> _SHORT PROBLEM_
Reproduce, word for word, the lines from the start of the rows up to and including the line with "town building".

Source data
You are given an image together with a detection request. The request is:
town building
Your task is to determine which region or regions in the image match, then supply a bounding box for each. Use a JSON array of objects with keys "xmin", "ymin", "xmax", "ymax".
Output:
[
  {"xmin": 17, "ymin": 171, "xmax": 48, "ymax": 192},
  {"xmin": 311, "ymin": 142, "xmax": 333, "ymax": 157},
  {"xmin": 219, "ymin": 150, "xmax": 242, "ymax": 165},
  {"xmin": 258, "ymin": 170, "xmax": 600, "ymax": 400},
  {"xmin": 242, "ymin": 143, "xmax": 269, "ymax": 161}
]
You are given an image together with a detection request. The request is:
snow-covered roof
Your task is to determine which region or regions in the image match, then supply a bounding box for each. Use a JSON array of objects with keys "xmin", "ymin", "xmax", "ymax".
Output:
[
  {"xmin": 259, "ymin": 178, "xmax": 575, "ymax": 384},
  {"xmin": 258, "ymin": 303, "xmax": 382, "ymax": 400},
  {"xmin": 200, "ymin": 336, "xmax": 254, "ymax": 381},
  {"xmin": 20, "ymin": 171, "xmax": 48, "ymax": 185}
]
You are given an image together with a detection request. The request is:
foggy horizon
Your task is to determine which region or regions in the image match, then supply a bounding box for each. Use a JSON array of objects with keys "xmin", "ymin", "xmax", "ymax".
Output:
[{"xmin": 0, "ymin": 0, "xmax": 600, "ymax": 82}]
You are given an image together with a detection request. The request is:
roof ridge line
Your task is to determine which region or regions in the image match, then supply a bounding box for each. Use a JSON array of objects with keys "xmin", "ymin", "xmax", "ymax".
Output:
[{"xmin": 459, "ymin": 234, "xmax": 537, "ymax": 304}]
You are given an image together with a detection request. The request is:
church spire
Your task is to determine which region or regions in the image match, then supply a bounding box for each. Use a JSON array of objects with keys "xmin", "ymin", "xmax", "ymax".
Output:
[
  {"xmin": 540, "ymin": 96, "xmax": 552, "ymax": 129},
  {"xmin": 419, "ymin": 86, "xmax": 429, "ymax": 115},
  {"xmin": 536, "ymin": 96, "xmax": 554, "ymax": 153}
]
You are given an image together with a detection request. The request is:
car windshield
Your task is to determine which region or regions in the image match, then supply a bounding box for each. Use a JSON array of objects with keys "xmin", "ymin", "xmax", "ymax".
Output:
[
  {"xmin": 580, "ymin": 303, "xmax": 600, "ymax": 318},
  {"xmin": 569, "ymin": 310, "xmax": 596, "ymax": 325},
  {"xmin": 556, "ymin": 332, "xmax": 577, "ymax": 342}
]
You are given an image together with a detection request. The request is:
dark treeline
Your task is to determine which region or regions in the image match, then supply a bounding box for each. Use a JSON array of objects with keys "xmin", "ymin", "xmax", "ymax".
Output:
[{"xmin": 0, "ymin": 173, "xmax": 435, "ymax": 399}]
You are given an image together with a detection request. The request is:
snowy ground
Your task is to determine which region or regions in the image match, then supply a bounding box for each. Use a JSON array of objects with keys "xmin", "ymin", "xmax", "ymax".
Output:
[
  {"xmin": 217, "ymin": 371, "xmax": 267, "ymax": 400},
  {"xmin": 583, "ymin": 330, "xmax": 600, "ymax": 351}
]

> _EXERCISE ANSWER_
You are given an image together with a detection request. The request is:
town building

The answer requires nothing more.